» TASK DETAILS: Return every line of the material below that contains the string "brown". Copy each such line unchanged.

(Entries for labeling bounding boxes)
——

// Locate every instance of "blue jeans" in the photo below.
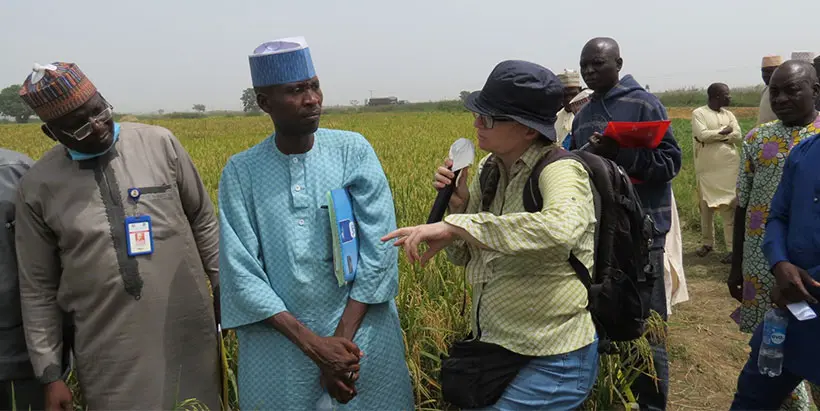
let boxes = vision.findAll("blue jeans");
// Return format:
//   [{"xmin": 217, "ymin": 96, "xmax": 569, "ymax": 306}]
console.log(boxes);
[
  {"xmin": 474, "ymin": 338, "xmax": 598, "ymax": 410},
  {"xmin": 631, "ymin": 249, "xmax": 669, "ymax": 411}
]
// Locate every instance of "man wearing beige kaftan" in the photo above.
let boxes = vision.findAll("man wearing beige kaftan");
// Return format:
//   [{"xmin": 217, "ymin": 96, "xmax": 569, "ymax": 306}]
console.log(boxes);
[
  {"xmin": 692, "ymin": 83, "xmax": 742, "ymax": 264},
  {"xmin": 16, "ymin": 63, "xmax": 220, "ymax": 410}
]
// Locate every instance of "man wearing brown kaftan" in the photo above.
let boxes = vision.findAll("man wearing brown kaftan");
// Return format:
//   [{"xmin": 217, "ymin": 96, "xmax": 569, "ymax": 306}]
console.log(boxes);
[{"xmin": 16, "ymin": 63, "xmax": 220, "ymax": 410}]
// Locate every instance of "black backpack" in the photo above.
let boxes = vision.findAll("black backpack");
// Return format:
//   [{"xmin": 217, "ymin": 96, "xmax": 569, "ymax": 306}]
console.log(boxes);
[{"xmin": 479, "ymin": 146, "xmax": 656, "ymax": 353}]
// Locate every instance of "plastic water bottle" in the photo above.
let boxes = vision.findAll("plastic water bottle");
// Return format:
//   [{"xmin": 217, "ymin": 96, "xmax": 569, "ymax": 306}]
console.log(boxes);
[
  {"xmin": 316, "ymin": 391, "xmax": 333, "ymax": 411},
  {"xmin": 757, "ymin": 308, "xmax": 789, "ymax": 377}
]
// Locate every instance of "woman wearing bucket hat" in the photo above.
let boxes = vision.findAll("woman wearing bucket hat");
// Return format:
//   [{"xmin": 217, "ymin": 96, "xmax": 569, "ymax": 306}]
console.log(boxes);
[{"xmin": 383, "ymin": 60, "xmax": 598, "ymax": 409}]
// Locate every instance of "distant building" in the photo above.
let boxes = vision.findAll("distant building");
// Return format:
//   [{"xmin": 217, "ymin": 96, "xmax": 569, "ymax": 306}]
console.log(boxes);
[{"xmin": 367, "ymin": 96, "xmax": 399, "ymax": 106}]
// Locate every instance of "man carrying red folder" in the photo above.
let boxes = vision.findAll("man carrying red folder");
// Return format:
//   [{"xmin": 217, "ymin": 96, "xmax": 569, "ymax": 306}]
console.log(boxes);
[{"xmin": 570, "ymin": 38, "xmax": 681, "ymax": 409}]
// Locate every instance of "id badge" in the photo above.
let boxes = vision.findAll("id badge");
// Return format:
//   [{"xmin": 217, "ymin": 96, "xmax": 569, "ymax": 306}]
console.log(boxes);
[{"xmin": 125, "ymin": 215, "xmax": 154, "ymax": 257}]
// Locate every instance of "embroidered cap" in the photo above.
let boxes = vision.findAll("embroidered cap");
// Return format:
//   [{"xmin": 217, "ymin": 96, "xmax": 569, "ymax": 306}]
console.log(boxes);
[
  {"xmin": 19, "ymin": 62, "xmax": 97, "ymax": 121},
  {"xmin": 760, "ymin": 56, "xmax": 783, "ymax": 68},
  {"xmin": 558, "ymin": 69, "xmax": 581, "ymax": 87},
  {"xmin": 569, "ymin": 89, "xmax": 592, "ymax": 114},
  {"xmin": 791, "ymin": 51, "xmax": 814, "ymax": 63},
  {"xmin": 248, "ymin": 37, "xmax": 316, "ymax": 87}
]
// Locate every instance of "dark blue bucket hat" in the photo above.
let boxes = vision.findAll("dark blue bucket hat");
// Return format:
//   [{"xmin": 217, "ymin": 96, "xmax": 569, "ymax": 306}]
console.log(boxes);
[{"xmin": 464, "ymin": 60, "xmax": 564, "ymax": 141}]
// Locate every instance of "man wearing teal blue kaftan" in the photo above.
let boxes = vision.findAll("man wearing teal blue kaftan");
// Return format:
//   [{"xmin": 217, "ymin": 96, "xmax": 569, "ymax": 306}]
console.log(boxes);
[{"xmin": 219, "ymin": 36, "xmax": 414, "ymax": 411}]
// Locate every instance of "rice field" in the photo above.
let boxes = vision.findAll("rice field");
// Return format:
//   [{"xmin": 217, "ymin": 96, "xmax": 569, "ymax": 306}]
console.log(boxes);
[{"xmin": 0, "ymin": 109, "xmax": 756, "ymax": 409}]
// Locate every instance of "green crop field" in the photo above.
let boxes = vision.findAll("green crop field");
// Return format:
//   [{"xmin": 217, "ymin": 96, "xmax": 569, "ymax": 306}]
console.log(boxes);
[{"xmin": 0, "ymin": 110, "xmax": 754, "ymax": 409}]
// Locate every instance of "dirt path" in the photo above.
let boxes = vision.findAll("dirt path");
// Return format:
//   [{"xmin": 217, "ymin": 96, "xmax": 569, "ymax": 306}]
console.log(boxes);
[{"xmin": 669, "ymin": 232, "xmax": 749, "ymax": 410}]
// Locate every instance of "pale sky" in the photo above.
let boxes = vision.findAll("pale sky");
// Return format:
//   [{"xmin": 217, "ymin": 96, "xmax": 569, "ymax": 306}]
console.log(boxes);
[{"xmin": 0, "ymin": 0, "xmax": 820, "ymax": 113}]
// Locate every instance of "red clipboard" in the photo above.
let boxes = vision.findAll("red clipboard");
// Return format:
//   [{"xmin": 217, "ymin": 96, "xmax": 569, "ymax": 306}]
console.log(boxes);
[{"xmin": 603, "ymin": 120, "xmax": 672, "ymax": 149}]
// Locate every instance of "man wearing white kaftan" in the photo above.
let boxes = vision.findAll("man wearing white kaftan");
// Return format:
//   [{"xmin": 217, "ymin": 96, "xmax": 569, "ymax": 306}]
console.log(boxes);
[
  {"xmin": 219, "ymin": 38, "xmax": 414, "ymax": 410},
  {"xmin": 692, "ymin": 83, "xmax": 742, "ymax": 262}
]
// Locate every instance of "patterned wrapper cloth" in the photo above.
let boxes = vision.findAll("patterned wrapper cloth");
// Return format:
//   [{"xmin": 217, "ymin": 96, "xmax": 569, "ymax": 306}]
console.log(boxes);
[{"xmin": 20, "ymin": 62, "xmax": 97, "ymax": 122}]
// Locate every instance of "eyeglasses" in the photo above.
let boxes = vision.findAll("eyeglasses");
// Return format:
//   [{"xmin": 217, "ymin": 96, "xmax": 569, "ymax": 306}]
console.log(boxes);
[
  {"xmin": 46, "ymin": 103, "xmax": 114, "ymax": 141},
  {"xmin": 473, "ymin": 112, "xmax": 512, "ymax": 128}
]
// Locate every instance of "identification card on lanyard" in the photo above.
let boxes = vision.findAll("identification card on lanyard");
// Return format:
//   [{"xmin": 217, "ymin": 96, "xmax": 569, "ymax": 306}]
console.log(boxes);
[{"xmin": 125, "ymin": 215, "xmax": 154, "ymax": 257}]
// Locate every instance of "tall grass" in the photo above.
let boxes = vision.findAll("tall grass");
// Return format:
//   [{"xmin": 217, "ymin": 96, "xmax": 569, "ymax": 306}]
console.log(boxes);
[{"xmin": 0, "ymin": 111, "xmax": 752, "ymax": 410}]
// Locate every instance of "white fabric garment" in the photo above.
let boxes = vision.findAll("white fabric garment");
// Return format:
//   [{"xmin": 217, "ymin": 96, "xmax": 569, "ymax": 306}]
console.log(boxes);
[
  {"xmin": 555, "ymin": 109, "xmax": 575, "ymax": 146},
  {"xmin": 663, "ymin": 192, "xmax": 689, "ymax": 315}
]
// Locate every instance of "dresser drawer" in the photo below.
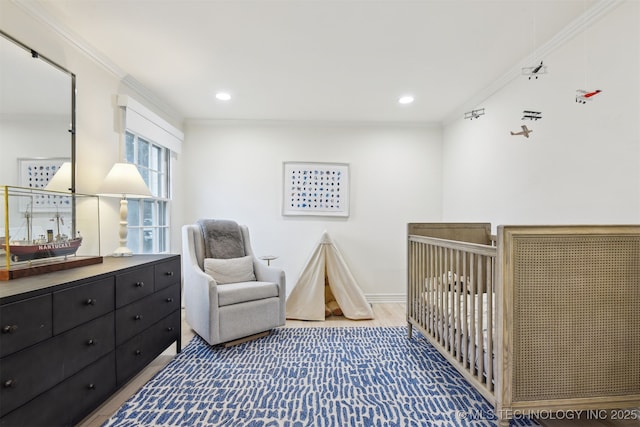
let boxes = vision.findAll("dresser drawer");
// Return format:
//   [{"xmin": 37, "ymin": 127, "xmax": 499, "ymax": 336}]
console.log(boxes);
[
  {"xmin": 0, "ymin": 352, "xmax": 116, "ymax": 427},
  {"xmin": 116, "ymin": 266, "xmax": 154, "ymax": 308},
  {"xmin": 0, "ymin": 338, "xmax": 64, "ymax": 416},
  {"xmin": 116, "ymin": 311, "xmax": 181, "ymax": 385},
  {"xmin": 0, "ymin": 294, "xmax": 53, "ymax": 357},
  {"xmin": 53, "ymin": 277, "xmax": 115, "ymax": 334},
  {"xmin": 59, "ymin": 312, "xmax": 115, "ymax": 377},
  {"xmin": 155, "ymin": 258, "xmax": 180, "ymax": 291},
  {"xmin": 116, "ymin": 283, "xmax": 180, "ymax": 345},
  {"xmin": 116, "ymin": 296, "xmax": 157, "ymax": 345}
]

——

» RESULT OF THE EXERCISE:
// Locate every instance of "man wearing brown kaftan" in the photo above.
let boxes = vision.findAll("man wearing brown kaftan");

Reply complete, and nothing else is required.